* _GIVEN TEXT_:
In a small village in Wiltshire, the sounds of Zulu singing can be heard…
Children at Holy Trinity C of E Primary Academy in Great Cheverell enjoy a rich sense of diversity despite their rural setting.

It is thanks in part to their headteacher, Mercedes Henning. Mrs Henning moved to Wiltshire from Johannesburg, and is originally from Zambia, and has made it her mission to ensure children in the village had cultural awareness.

She said: “Before lockdown we put in a funding bid in for a diversity project because our  children belong to quite a narrow cultural society, we have little diversity in the community of Great Cheverell.

"We received a grant from the Wiltshire and Swindon Cultural Education Partnership and matched it with our own funds. I came to Wiltshire from South Africa and think it is so important for the children to know people who live in different cultures and parts of the world. They are brilliant at challenging prejudice and are incredibly aware.

"At lunchtimes, you can sometimes hear the children sing in a traditional Zulu way and also know Tswana. They do it joyfully, just like we would in Africa and it is a beautiful sound.”

Since receiving funds from the Wiltshire and Swindon Cultural Education Partnership, the school has worked with the Windrush Generation, been visited by an Afghani refugee, visited a mosque and also worked with Salisbury Museum to learn about ancient people who came to the UK.

And this week, (November 25) the school held a Diwali day hosted by Kalpesh of K’Z Dance, who told the children about Diwali traditions and stories, before launching into a Bollywood dance session.

Mrs Henning said: “It was a day of colour, brightness and fun, and everyone laughed, danced until they were breathless and learnt a lot. The Indian music was wonderful, the Diwali traditions fascinating.” 

“We had to take all the usual Covid precautions, so we could not gather together as a whole school, but within the Bubbles, each class got to have a really great day.”

* _PROVIDED DATA_:
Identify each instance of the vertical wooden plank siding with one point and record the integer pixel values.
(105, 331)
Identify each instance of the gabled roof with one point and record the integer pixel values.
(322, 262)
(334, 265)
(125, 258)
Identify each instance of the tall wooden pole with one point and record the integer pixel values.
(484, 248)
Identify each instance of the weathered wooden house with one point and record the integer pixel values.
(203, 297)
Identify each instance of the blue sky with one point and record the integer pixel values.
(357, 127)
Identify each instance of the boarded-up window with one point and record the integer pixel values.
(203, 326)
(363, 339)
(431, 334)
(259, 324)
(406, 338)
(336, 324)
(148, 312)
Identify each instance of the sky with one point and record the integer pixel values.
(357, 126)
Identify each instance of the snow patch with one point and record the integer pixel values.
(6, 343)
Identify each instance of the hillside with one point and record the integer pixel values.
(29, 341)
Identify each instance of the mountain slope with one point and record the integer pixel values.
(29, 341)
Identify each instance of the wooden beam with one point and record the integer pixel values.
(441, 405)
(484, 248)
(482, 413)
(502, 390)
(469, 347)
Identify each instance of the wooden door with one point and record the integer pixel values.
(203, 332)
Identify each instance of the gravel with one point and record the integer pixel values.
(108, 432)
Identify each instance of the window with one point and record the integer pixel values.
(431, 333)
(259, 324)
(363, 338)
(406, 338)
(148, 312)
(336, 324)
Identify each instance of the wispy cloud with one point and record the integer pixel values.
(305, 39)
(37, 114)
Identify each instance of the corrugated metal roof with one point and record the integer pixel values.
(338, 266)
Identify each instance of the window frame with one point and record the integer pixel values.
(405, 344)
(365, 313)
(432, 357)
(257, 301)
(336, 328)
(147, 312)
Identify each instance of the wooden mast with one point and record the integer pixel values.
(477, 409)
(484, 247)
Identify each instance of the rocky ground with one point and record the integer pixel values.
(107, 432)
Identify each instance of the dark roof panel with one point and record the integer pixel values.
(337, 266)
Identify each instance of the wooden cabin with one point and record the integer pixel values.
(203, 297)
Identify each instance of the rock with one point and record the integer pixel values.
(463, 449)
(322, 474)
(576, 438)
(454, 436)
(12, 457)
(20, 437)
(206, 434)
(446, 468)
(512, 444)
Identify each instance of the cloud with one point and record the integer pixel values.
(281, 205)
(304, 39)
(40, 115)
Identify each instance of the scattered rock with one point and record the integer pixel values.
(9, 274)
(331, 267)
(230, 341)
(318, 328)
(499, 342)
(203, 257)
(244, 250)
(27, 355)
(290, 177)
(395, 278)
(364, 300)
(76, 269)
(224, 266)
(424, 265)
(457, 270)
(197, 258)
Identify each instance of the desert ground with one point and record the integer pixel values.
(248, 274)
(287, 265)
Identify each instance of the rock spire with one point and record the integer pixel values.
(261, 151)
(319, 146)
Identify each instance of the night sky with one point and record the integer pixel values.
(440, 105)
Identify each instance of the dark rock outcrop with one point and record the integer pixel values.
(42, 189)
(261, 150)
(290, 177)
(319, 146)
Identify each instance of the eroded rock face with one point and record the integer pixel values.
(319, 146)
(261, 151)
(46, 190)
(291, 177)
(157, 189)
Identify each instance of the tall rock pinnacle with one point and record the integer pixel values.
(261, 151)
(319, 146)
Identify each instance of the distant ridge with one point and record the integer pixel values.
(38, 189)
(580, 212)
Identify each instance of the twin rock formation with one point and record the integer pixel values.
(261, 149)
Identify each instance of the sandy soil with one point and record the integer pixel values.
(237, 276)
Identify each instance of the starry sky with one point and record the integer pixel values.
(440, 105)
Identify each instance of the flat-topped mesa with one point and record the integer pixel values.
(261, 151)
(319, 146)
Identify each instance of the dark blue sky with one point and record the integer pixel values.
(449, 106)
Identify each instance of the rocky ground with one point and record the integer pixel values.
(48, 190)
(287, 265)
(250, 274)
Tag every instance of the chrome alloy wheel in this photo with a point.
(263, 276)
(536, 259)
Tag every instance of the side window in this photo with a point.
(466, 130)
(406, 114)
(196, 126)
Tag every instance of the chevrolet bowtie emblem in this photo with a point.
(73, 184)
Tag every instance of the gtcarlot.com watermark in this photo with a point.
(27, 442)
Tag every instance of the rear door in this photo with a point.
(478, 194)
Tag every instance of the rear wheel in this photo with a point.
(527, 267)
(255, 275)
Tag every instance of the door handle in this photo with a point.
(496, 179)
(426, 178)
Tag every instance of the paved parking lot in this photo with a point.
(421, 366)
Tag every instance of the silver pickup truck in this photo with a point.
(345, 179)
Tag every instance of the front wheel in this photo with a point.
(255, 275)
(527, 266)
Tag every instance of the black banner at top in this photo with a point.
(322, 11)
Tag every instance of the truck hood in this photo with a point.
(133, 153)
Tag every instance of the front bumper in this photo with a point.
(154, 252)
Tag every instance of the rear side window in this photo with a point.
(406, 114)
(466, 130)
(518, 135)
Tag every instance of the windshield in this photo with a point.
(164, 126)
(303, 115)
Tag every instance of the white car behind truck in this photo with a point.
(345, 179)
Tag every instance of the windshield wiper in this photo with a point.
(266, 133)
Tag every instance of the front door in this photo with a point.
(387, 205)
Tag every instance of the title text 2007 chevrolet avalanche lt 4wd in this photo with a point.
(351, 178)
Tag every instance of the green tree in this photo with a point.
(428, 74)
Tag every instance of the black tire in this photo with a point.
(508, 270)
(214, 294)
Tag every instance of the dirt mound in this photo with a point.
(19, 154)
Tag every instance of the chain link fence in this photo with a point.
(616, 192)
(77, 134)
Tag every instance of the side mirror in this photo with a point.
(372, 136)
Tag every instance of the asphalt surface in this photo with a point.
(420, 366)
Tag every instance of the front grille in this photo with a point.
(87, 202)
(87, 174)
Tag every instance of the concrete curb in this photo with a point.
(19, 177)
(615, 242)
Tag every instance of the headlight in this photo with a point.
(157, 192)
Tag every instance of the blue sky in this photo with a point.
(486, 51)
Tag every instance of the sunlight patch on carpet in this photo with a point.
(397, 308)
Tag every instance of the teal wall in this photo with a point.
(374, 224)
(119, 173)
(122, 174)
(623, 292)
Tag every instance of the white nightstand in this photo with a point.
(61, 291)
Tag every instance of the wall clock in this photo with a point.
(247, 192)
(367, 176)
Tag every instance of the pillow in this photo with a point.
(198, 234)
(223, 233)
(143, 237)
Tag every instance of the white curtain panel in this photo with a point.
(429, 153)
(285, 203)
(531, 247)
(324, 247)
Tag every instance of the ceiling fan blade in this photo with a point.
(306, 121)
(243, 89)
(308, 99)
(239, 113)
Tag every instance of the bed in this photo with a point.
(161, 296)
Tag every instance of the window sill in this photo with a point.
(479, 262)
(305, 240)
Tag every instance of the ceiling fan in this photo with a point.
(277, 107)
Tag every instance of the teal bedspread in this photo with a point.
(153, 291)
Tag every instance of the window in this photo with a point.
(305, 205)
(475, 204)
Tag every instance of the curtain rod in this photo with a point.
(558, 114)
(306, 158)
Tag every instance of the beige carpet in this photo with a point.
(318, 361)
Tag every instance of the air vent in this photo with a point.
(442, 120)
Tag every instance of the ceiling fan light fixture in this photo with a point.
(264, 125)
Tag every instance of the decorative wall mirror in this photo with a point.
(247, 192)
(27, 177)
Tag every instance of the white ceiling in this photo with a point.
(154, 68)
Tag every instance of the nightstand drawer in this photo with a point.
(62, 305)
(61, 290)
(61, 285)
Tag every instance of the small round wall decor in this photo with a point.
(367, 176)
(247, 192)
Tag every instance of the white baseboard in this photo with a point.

* _ABOUT THIS EXERCISE_:
Rewrite the article on the school's diversity project from the words "In a small village" through the words "had cultural awareness.", replacing "headteacher" with "head teacher" throughout.

* _TASK ANSWER_:
In a small village in Wiltshire, the sounds of Zulu singing can be heard…
Children at Holy Trinity C of E Primary Academy in Great Cheverell enjoy a rich sense of diversity despite their rural setting.

It is thanks in part to their head teacher, Mercedes Henning. Mrs Henning moved to Wiltshire from Johannesburg, and is originally from Zambia, and has made it her mission to ensure children in the village had cultural awareness.